Problem details: Among the entries below, find every line that has "tower" and pull it out.

(Dataset records)
....................

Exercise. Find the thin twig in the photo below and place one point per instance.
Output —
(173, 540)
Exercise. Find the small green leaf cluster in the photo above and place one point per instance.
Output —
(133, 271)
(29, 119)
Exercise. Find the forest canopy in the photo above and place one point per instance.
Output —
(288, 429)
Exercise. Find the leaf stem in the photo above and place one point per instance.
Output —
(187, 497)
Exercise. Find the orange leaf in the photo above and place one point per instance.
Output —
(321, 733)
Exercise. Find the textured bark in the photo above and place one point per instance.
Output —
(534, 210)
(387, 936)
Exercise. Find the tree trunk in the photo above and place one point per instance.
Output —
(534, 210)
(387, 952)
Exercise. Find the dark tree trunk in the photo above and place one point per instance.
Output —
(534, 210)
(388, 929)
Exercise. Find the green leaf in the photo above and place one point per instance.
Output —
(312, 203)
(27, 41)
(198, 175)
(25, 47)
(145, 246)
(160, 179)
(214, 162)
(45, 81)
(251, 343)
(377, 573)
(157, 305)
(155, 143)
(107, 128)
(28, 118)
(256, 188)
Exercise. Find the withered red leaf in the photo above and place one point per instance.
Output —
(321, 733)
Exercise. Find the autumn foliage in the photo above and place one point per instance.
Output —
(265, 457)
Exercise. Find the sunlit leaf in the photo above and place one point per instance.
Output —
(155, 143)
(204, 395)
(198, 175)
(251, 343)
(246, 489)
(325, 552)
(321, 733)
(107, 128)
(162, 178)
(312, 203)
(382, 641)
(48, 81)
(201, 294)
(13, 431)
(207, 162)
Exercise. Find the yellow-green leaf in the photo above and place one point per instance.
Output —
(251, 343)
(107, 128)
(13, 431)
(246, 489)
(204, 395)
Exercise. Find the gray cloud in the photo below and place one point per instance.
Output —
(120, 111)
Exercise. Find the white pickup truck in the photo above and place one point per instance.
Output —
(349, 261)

....................

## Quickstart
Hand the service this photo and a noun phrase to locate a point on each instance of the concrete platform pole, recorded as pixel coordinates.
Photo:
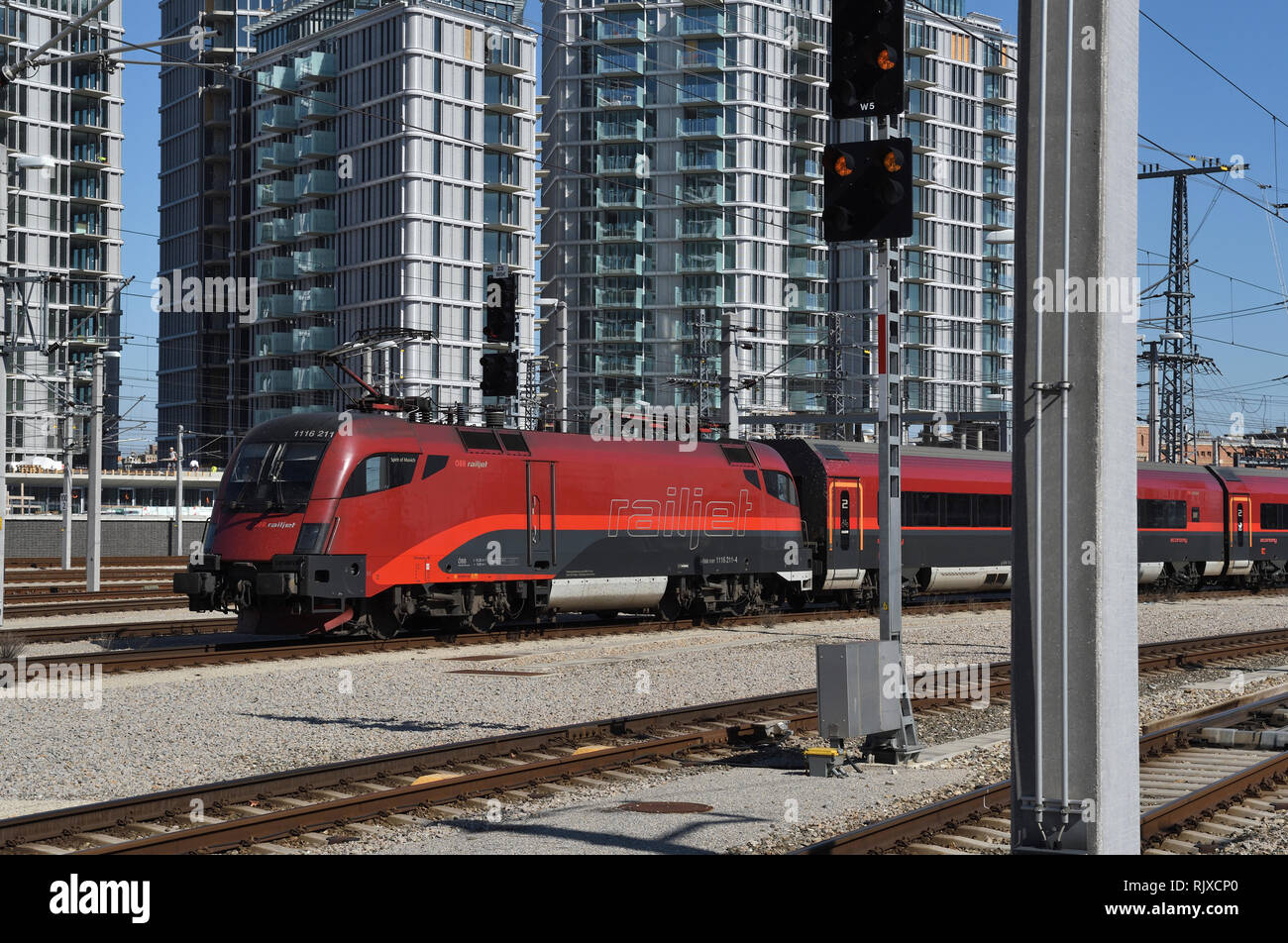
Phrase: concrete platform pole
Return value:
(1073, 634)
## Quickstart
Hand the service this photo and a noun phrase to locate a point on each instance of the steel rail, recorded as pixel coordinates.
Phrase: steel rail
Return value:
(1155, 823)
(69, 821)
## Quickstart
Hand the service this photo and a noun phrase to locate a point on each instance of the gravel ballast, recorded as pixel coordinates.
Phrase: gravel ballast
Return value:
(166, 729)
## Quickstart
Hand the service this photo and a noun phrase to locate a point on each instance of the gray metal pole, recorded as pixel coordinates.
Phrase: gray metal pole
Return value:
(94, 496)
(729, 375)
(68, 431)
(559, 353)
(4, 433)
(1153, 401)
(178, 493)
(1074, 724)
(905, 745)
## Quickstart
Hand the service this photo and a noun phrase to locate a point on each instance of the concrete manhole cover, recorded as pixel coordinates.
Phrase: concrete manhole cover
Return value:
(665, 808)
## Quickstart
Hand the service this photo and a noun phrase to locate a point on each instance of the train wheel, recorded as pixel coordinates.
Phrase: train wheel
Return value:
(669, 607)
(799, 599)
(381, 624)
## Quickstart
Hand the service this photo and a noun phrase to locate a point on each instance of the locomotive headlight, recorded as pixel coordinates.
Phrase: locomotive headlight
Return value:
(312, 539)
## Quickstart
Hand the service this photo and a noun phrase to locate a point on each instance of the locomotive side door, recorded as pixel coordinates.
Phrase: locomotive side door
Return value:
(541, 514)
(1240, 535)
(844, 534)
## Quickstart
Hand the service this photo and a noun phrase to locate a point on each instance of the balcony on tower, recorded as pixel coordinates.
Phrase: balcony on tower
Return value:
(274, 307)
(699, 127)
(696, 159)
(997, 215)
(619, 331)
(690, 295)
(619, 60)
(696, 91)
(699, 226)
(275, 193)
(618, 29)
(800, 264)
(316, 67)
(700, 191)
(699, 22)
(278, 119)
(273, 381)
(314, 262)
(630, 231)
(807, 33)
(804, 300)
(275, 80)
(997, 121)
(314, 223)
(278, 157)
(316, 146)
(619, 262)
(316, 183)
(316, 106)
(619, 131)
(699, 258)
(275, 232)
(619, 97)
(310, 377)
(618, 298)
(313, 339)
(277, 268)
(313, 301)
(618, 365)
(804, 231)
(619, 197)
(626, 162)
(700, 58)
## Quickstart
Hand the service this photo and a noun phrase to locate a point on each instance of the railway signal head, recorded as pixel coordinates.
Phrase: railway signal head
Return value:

....................

Answer space:
Hand the service this photo and a noun phrase to locate a point on each instance of the balcony on tower, recorded as pixel coordinates.
Phrase: balcony on tower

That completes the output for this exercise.